BRANO ->
══════════════════════════════

Molto attiva è anche la comunità greco-cattolica con una serie di iniziative che, dopo la fine dei combattimenti, stanno riprendendo vigore. Come il Centro di formazione professionale. Bambini di Aleppo che giocano “I nostri allievi – dice mons. Jeanbart – sono in continuo aumento. Questo ci dona la speranza concreta che i giovani possano trovare presto, già nei prossimi mesi e forse settimane, degli impieghi nell’ambito della ricostruzione”. Stesso discorso per il Centro medico che, spiega il presule, “offre con regolarità visite mediche gratuite, per dodici specializzazioni, tra cui anche cure dentali, a centinaia di pazienti”. Altro servizio è il Centro commerciale solidale. “Lo abbiamo inaugurato solo pochi mesi fa – rivela mons. Jeanbart -. A ogni famiglia bisognosa viene dato un voucher per acquistare a prezzi di favore prodotti alimentari e non. Nel centro hanno trovato occupazione una dozzina di persone”. Ma è soprattutto nel campo scolastico che arrivano le notizie migliori.

 

“Agli esami di fine anno i nostri istituti hanno conseguito ottimi risultati – dichiara l’arcivescovo – e nella scuola Amal, tre dei nostri alunni si sono classificati tra i primi sei maturati della città di Aleppo. La guerra non deve impedirci di migliorare la qualità della nostra istruzione”. Per dare seguito a queste parole sono stati organizzati per il periodo estivo corsi di educazione civica e di lingue, frequentati da oltre 120 studenti. Altre centinaia di giovani stanno partecipando ai campi estivi organizzati in montagna.

“Aleppo ti aspetta”. Ma sono due i progetti cui l’arcivescovo tiene in particolare anche perché, afferma, sono quelli che cercano di rispondere concretamente, da un lato, al desiderio di chi vuole restare ad Aleppo, dall’altro, di chi intende farvi ritorno, dopo essere andato via come sfollato per la guerra.     “Costruire per restare”: è il primo di questi programmi sociali. I numeri sono importanti. “Fino ad oggi – spiega mons. Jeanbart – abbiamo restaurato oltre 500 abitazioni colpite dalle bombe e intrapreso la ristrutturazione dei luoghi di culto meno colpiti, dando lavoro a un centinaio di persone, tra ingegneri e operai. Abbiamo assegnato 98 prestiti a fondo perduto ad altrettanti padri di famiglia per rilanciare le loro attività economiche. È stato istituito, inoltre, un Centro socio-culturale per la promozione della donna che sarà inaugurato nelle prossime settimane. Anche così rilanciamo la fiducia e la speranza nel futuro della popolazione”.

══════════════════════════════

CONSEGNA ->
Rispondi alle domande sul brano.
(a) Per quante specializzazioni il Centro medico offre visite gratuite?
(b) Quanti studenti frequentano i corsi estivi di educazione civica e di lingue?
(c) Quante abitazioni colpite dalle bombe sono state restaurate con il programma "Costruire per restare"?

══════════════════════════════

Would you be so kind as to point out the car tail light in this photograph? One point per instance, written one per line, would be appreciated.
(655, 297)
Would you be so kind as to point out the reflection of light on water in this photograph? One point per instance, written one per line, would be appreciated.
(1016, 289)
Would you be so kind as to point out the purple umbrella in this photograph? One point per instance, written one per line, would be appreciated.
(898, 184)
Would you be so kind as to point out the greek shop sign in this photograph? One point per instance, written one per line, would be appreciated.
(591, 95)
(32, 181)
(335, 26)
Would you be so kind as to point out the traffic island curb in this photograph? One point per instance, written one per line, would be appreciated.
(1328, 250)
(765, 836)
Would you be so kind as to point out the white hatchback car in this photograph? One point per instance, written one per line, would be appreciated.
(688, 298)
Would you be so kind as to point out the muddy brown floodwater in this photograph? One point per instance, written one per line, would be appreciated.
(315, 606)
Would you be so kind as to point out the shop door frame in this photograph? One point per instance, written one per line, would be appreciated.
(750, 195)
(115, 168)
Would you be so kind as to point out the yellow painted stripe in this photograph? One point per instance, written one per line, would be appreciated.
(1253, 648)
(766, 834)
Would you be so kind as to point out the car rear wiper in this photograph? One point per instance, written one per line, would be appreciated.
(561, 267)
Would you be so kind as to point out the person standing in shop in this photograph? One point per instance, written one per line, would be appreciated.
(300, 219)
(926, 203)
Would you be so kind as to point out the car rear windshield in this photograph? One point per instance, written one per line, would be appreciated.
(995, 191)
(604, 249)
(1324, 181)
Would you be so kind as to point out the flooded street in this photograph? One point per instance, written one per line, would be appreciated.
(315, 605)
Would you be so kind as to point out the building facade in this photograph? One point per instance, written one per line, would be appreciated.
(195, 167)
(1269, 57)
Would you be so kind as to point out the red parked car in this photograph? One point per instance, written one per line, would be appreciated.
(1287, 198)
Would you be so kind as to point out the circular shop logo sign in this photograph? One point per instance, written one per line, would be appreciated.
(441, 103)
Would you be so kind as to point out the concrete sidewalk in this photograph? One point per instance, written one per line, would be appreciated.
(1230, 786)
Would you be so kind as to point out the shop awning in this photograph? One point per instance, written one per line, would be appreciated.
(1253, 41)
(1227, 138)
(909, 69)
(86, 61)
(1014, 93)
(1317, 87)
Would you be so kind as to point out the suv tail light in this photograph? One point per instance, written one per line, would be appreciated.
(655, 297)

══════════════════════════════

SOLUZIONE ->
(a) Dodici.
(b) Oltre 120.
(c) Oltre 500.